Excerpt provided.
--- start ---

A bizarre factor in Russia’s invasion of Ukraine is that most Western experts on the Russian military agreed with the Kremlin that Russia had a powerful army which would defeat Ukraine within two or three days. While there has been much analysis, including by this author, of how Russian imperial nationalist stereotypes of Ukrainians made them miscalculate, there has been no investigation of why Western experts exaggerated the strength of the Russian army and underplayed Ukraine militarily and as a resilient society.
This article launches an overdue discussion on the latter question, regarding the exaggeration of Russian military power and under-playing of Ukrainian capabilities. President Volodymyr Zelenskyy recalled that when the invasion began, ‘most people who called me – well, almost everyone – did not have faith that Ukraine can stand up to this and persevere.’ National Security and Defence Council Secretary Olexiy Danilov remembered the West believed Ukraine had, ‘almost zero chances to succeed.’
The views of experts shaped Western policymakers in two ways.
For one, since the 2014 crisis, most experts opposed the West sending arms to Ukraine. In a February 2015 survey by Foreign Affairs which asked, ‘Should the United States Arm Ukraine,’ 18 experts disagreed and only nine agreed with sending arms. Prominent among those who disagreed were scholars of Russia and Eurasia, such as Angela Stent, Anatol Lieven, Robert Legvold, Ian Bremmer, Robert Jervis, Jack Snyder, William C. Wohlforth, Mary S. Sarotte, Keith Darden, and Valerie Bunce.
Darden, writing in New York Times, Charles A. Kupchan in Washington Post, and Stephen M. Walt in Foreign Policy all strongly opposed sending weapons to Ukraine, believing it would be a major mistake. Walt claimed sending weapons to Ukraine would be a ‘a really, really bad idea.’ Michael Kofman declared in New York Times that ‘for the U.S., arming Ukraine could be a deadly mistake.’
Realists such as Rajan Menon, Eugene Rumer, John J. Mearsheimer, and Samuel Charap were even more adamantly opposed to supplying weapons to Ukraine. Charap wrote in Foreign Policy that sending arms would not make any difference anyway, as Ukraine would be defeated by Russia. Charap went on to call for Western restraint (which Ukrainians and others viewed as appeasement) toward Russia, and for Ukraine to agree to territorial compromises by forgoing its territorial integrity.

--- end ---

Source data.
--- start ---

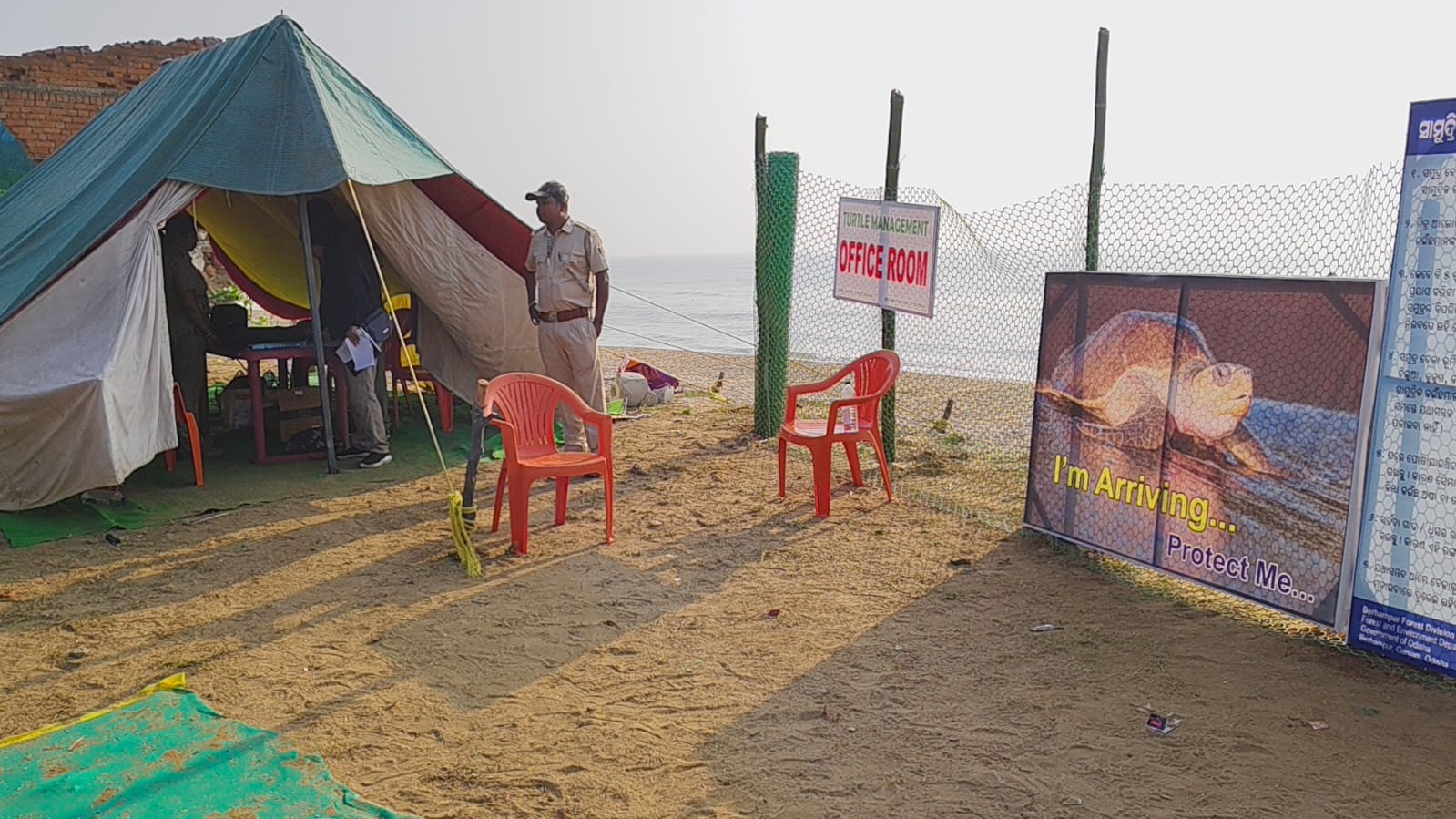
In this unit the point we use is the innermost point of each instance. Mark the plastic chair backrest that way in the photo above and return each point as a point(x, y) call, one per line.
point(527, 403)
point(402, 345)
point(874, 374)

--- end ---

Problem statement. Translate this sentence from the article on Western expert views of Russia's invasion of Ukraine into Spanish: "For one, since the 2014 crisis, most experts opposed the West sending arms to Ukraine."

Task answer. Por un lado, desde la crisis de 2014, la mayoría de los expertos se opusieron a que Occidente enviara armas a Ucrania.